··· 输入 ···

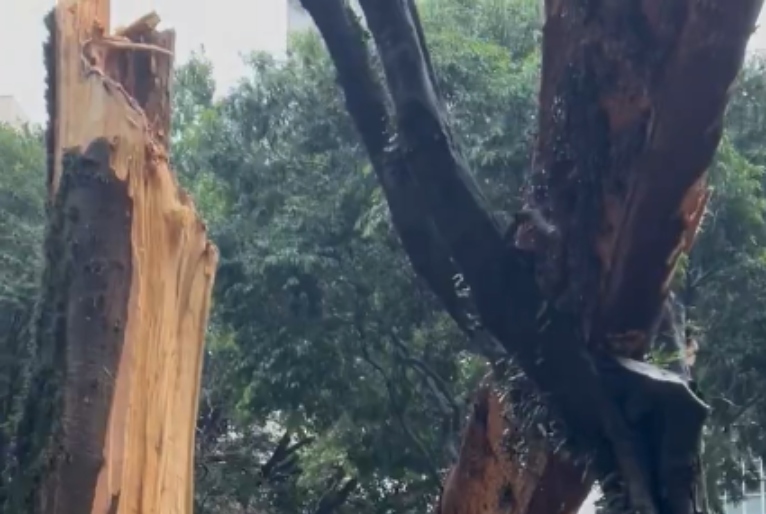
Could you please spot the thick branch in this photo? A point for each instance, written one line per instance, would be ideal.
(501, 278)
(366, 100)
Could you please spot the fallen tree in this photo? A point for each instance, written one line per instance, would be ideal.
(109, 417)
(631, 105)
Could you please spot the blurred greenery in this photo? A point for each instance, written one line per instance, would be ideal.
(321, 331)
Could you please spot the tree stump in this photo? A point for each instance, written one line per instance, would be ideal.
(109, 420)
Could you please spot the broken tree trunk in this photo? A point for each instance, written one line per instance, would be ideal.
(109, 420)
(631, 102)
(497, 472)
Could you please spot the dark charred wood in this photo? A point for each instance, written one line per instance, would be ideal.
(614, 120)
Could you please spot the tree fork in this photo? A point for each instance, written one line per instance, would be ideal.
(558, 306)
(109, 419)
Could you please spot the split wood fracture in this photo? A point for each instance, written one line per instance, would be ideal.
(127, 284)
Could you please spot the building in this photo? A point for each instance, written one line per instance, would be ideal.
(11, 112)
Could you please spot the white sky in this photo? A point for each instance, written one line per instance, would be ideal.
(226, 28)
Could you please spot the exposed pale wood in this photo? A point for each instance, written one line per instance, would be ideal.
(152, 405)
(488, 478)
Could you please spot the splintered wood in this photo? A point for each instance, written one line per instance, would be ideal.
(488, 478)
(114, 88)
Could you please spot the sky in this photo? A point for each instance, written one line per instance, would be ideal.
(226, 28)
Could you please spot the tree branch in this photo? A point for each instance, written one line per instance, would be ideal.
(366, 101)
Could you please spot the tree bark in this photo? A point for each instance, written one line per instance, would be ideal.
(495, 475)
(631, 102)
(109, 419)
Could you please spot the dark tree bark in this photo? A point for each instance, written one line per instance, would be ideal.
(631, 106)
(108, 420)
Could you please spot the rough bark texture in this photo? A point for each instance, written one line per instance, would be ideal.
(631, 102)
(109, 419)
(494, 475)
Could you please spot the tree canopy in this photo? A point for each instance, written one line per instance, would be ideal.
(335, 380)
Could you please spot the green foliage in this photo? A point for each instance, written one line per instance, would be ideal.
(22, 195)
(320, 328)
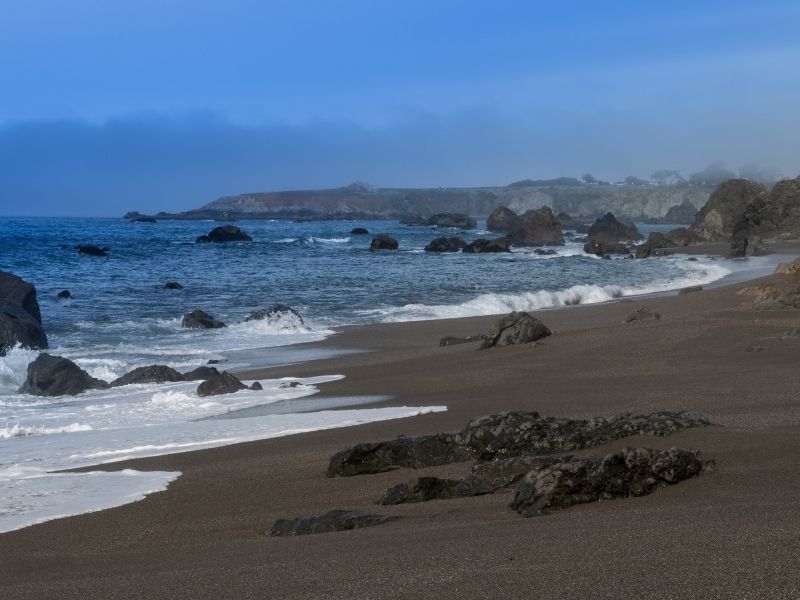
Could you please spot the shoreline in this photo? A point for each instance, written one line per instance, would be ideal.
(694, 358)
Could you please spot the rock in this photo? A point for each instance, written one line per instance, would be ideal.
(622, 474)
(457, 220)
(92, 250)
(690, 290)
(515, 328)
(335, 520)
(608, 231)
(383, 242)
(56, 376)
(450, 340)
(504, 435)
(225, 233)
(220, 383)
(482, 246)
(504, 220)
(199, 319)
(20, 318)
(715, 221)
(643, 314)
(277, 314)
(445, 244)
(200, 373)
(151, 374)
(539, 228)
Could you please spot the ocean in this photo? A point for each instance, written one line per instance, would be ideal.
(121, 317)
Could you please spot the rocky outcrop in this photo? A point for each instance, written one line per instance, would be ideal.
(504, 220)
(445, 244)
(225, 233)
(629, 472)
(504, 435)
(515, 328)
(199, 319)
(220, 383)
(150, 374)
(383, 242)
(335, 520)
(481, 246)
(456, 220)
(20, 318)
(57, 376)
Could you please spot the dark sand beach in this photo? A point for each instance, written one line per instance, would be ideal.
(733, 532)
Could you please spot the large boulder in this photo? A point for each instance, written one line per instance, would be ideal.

···

### 目标
把上面全部数据中的“spot”换成“locate”，其他内容一律不变，然后重新写出所有数据，图片不要放进答案。

### 练习解答
Could you please locate the thick branch in this photo? A point for each instance, written one line per instance, would be ideal.
(501, 278)
(366, 100)
Could you please locate the fallen tree in this photo? A point for each instance, written one line per instance, would be ideal.
(109, 417)
(631, 105)
Could you please locate the blurred greenery in this photo? A point for each instance, written one line per instance, would be ideal.
(321, 331)
Could you please locate the tree stump in this photo? A point for each instance, written one line per instance, would be ideal.
(109, 420)
Could you please locate the broken tree trunk in this photo? A point for each instance, written one line per instance, would be ideal.
(109, 420)
(631, 102)
(497, 472)
Could you please locate the dark charred wood in this photo? A point for each instance, written one line per instance, would be ideal.
(614, 120)
Could you please locate the tree fork in this photo? A point for each instance, written one line per instance, would be ideal.
(558, 306)
(109, 419)
Could you please locate the split wood fracture in this photo? A point for each instance, written one line per instance, would be ideal.
(127, 284)
Could you please locate the building in this photo? A point for each instance, written one line per instance, would be ideal.
(11, 112)
Could you please locate the white sky in this photo? A point for each instance, written one line per instance, would be ideal.
(226, 28)
Could you please locate the exposed pale wood in this photo? A point for each instance, written one line per instance, would be ideal.
(152, 405)
(488, 478)
Could you please locate the splintered wood in this photo? A point for each instance, written one line per instance, would be ideal.
(488, 478)
(114, 88)
Could you please locate the sky in this photo? A point for each instance, written one line per instance, would be ideal.
(226, 28)
Could you please locate the tree branch in this photo? A point for each instance, written one line per instance, would be ideal.
(366, 101)
Could you please locate the tree bark in this photo? A point for each instance, written one line per instance, would be ideal.
(495, 475)
(631, 102)
(109, 419)
Could you please locate the dark tree bark in this photo? A point for each instance, written one line per instance, would be ideal.
(631, 106)
(108, 420)
Could you please locate the rough bark texture in this photo? A point for each instance, written one line per instance, would be ideal.
(631, 102)
(109, 419)
(494, 475)
Could you please locate the tree canopy in this photo? A point for each instance, written one line per instance, would be ideal.
(335, 380)
Could you please locate the green foliage in this photo? A point for each instance, written one line per instance, would be ideal.
(22, 195)
(320, 328)
Could you please locate the shoreline in this photo? A point for each instance, written one line per instance, would be ideal.
(694, 358)
Could you please locate the rock in this photo? A point for each instance, written one line per instance, would be ideal.
(622, 474)
(457, 220)
(92, 250)
(690, 290)
(515, 328)
(335, 520)
(608, 231)
(383, 242)
(56, 376)
(450, 340)
(504, 435)
(225, 233)
(220, 383)
(482, 246)
(504, 220)
(199, 319)
(20, 318)
(715, 221)
(643, 314)
(277, 314)
(445, 244)
(200, 373)
(151, 374)
(539, 228)
Could you please locate the ocean in this photo? A point for each instance, written one line per instance, would be ideal.
(121, 317)
Could you please locate the rocky outcrop in this photo? A point for each instance, written one line per instance, would be ideal.
(504, 220)
(445, 244)
(225, 233)
(629, 472)
(504, 435)
(515, 328)
(199, 319)
(220, 383)
(150, 374)
(383, 242)
(335, 520)
(481, 246)
(456, 220)
(20, 318)
(57, 376)
Could you please locate the dark sand beach in this photo? A point for each instance, written one line per instance, would be ideal.
(733, 532)
Could you please locate the large boulder in this photo? A point for each instance, written one line per instance, would be ideal.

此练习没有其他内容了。